Dataset content =>
## BEGIN

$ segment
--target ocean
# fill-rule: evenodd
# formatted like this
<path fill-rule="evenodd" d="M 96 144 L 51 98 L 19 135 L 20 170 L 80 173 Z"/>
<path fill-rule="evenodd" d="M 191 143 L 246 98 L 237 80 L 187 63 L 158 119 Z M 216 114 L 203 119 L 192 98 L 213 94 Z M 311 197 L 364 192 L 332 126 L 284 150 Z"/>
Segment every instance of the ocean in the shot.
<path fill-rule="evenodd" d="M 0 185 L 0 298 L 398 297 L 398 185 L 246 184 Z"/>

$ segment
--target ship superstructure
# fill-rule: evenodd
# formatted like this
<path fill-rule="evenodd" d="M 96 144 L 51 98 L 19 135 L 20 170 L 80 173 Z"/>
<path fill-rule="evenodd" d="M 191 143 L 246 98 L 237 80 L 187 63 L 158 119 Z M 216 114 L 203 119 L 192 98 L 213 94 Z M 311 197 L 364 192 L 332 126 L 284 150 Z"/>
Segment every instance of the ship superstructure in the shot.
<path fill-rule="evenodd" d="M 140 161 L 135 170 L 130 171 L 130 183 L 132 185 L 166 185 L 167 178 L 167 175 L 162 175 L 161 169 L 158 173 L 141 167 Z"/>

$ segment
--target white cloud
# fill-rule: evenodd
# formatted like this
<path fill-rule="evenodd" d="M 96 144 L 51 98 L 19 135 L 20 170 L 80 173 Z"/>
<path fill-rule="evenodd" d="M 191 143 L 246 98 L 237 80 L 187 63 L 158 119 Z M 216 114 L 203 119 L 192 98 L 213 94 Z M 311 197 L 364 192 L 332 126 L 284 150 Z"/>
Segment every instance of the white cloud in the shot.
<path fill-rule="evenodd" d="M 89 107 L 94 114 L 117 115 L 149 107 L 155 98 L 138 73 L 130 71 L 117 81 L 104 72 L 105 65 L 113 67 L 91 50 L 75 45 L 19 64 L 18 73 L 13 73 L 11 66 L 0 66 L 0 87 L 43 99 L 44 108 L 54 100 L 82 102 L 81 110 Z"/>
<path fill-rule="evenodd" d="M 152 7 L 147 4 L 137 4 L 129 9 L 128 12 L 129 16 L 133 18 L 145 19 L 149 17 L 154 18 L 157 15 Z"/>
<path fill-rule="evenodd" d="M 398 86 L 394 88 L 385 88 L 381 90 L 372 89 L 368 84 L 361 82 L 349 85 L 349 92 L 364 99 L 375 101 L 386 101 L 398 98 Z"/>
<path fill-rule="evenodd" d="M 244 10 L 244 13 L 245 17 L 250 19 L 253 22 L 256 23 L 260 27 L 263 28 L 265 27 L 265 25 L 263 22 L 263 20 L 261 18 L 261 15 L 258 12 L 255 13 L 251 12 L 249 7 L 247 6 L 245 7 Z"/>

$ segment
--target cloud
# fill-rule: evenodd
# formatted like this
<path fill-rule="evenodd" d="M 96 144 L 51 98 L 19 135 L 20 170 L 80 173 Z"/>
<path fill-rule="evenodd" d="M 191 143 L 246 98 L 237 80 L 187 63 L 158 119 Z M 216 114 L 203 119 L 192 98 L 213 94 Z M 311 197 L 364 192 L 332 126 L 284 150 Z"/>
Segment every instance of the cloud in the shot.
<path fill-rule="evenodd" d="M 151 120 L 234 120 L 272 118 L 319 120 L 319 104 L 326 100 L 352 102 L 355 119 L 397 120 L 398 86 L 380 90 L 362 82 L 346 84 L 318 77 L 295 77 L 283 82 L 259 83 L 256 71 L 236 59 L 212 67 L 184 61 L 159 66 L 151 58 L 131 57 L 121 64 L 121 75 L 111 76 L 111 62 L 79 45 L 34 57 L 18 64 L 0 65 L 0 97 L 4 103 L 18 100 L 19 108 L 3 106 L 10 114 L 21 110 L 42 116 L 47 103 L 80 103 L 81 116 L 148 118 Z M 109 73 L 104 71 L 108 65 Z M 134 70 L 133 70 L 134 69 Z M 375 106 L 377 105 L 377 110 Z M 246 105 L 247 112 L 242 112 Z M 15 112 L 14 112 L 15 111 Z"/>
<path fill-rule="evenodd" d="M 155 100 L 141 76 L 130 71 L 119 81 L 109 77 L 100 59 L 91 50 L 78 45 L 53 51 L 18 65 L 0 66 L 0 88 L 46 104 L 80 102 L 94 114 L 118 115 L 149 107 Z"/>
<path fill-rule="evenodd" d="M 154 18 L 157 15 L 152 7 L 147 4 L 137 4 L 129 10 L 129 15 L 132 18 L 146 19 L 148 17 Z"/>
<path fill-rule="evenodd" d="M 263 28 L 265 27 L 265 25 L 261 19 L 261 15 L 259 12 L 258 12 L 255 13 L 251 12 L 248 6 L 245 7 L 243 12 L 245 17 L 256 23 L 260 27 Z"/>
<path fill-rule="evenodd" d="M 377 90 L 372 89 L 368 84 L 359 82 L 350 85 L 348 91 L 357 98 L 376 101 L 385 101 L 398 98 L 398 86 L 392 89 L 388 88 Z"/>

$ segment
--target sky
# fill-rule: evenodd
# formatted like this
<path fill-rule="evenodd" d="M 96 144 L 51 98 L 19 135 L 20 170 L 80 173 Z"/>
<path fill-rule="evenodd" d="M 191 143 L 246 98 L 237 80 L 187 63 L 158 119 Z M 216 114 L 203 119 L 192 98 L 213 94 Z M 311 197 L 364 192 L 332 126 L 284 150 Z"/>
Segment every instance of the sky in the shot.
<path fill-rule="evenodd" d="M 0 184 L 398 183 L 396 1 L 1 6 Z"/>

## END

Task description => Exact copies of all the records are required.

Correct answer =>
$ segment
--target ocean
# fill-rule: evenodd
# formatted like this
<path fill-rule="evenodd" d="M 96 144 L 51 98 L 19 135 L 20 170 L 80 173 Z"/>
<path fill-rule="evenodd" d="M 191 143 L 246 98 L 237 80 L 187 63 L 158 119 Z M 216 114 L 203 119 L 192 98 L 213 94 Z M 311 197 L 364 192 L 332 126 L 284 150 Z"/>
Segment every instance of the ocean in the shot.
<path fill-rule="evenodd" d="M 0 185 L 0 298 L 398 297 L 398 185 L 246 184 Z"/>

$ segment
--target ship superstructure
# fill-rule: evenodd
# formatted like this
<path fill-rule="evenodd" d="M 96 144 L 51 98 L 19 135 L 20 170 L 80 173 Z"/>
<path fill-rule="evenodd" d="M 191 143 L 246 98 L 237 80 L 187 63 L 158 119 Z M 216 114 L 203 119 L 192 98 L 213 94 Z M 311 197 L 364 192 L 332 126 L 284 150 Z"/>
Segment every instance of the ship superstructure in the shot.
<path fill-rule="evenodd" d="M 140 161 L 135 170 L 130 171 L 130 183 L 132 185 L 166 185 L 167 178 L 167 175 L 162 175 L 161 169 L 158 173 L 141 167 Z"/>

$ segment
--target white cloud
# fill-rule: evenodd
# formatted like this
<path fill-rule="evenodd" d="M 96 144 L 51 98 L 19 135 L 20 170 L 80 173 Z"/>
<path fill-rule="evenodd" d="M 191 143 L 246 98 L 237 80 L 187 63 L 158 119 Z M 216 114 L 203 119 L 192 98 L 213 94 Z M 311 197 L 364 192 L 332 126 L 284 150 Z"/>
Segment every instance of the white cloud in the shot.
<path fill-rule="evenodd" d="M 89 107 L 94 114 L 117 115 L 149 107 L 155 98 L 138 73 L 130 71 L 117 81 L 104 72 L 105 65 L 113 67 L 91 50 L 75 45 L 19 64 L 18 73 L 13 73 L 11 66 L 0 66 L 0 87 L 43 99 L 44 108 L 54 100 L 82 102 L 81 110 Z"/>
<path fill-rule="evenodd" d="M 152 7 L 147 4 L 137 4 L 129 9 L 128 12 L 129 16 L 133 18 L 145 19 L 149 17 L 154 18 L 157 15 Z"/>
<path fill-rule="evenodd" d="M 398 86 L 394 88 L 385 88 L 381 90 L 372 89 L 368 84 L 361 82 L 349 85 L 349 92 L 364 99 L 375 101 L 386 101 L 398 98 Z"/>
<path fill-rule="evenodd" d="M 244 10 L 244 13 L 245 17 L 250 19 L 253 22 L 256 23 L 260 27 L 263 28 L 265 27 L 265 25 L 263 22 L 263 20 L 261 18 L 261 15 L 258 12 L 255 13 L 251 12 L 249 7 L 247 6 L 245 7 Z"/>

$ segment
--target cloud
# fill-rule: evenodd
# formatted like this
<path fill-rule="evenodd" d="M 96 144 L 51 98 L 19 135 L 20 170 L 80 173 Z"/>
<path fill-rule="evenodd" d="M 191 143 L 246 98 L 237 80 L 187 63 L 158 119 Z M 216 114 L 203 119 L 192 98 L 213 94 Z M 311 197 L 364 192 L 332 126 L 284 150 Z"/>
Segment every instance of the cloud in the shot.
<path fill-rule="evenodd" d="M 151 120 L 234 120 L 272 118 L 319 120 L 319 104 L 326 100 L 352 102 L 355 119 L 397 120 L 398 86 L 380 90 L 362 82 L 346 84 L 318 77 L 295 77 L 283 82 L 259 83 L 256 71 L 236 59 L 212 67 L 184 61 L 159 66 L 151 58 L 131 57 L 121 64 L 121 75 L 111 76 L 111 62 L 79 45 L 34 57 L 18 64 L 0 65 L 0 97 L 4 103 L 18 100 L 19 108 L 3 106 L 10 114 L 21 110 L 42 116 L 47 103 L 80 103 L 81 116 L 148 118 Z M 109 73 L 104 71 L 108 65 Z M 134 70 L 133 70 L 134 69 Z M 375 106 L 377 105 L 377 110 Z M 246 105 L 247 112 L 242 112 Z M 15 112 L 14 112 L 15 111 Z"/>
<path fill-rule="evenodd" d="M 155 100 L 141 76 L 130 71 L 119 81 L 109 77 L 100 59 L 91 50 L 78 45 L 53 51 L 18 65 L 0 66 L 0 88 L 46 104 L 80 102 L 94 114 L 118 115 L 149 107 Z"/>
<path fill-rule="evenodd" d="M 154 18 L 157 15 L 152 7 L 147 4 L 137 4 L 129 10 L 129 15 L 132 18 L 146 19 L 148 17 Z"/>
<path fill-rule="evenodd" d="M 263 28 L 265 27 L 265 25 L 261 19 L 261 15 L 259 12 L 258 12 L 255 13 L 251 12 L 248 6 L 245 7 L 243 12 L 245 17 L 256 23 L 260 27 Z"/>
<path fill-rule="evenodd" d="M 377 90 L 372 89 L 368 84 L 359 82 L 350 85 L 348 91 L 357 98 L 376 101 L 385 101 L 398 98 L 398 86 L 392 89 L 388 88 Z"/>

$ segment
--target sky
# fill-rule: evenodd
# formatted like this
<path fill-rule="evenodd" d="M 96 144 L 51 98 L 19 135 L 20 170 L 80 173 Z"/>
<path fill-rule="evenodd" d="M 191 143 L 246 98 L 237 80 L 187 63 L 158 119 Z M 216 114 L 203 119 L 192 98 L 213 94 Z M 311 197 L 364 192 L 332 126 L 284 150 Z"/>
Segment every instance of the sky in the shot.
<path fill-rule="evenodd" d="M 0 184 L 398 183 L 396 1 L 1 6 Z"/>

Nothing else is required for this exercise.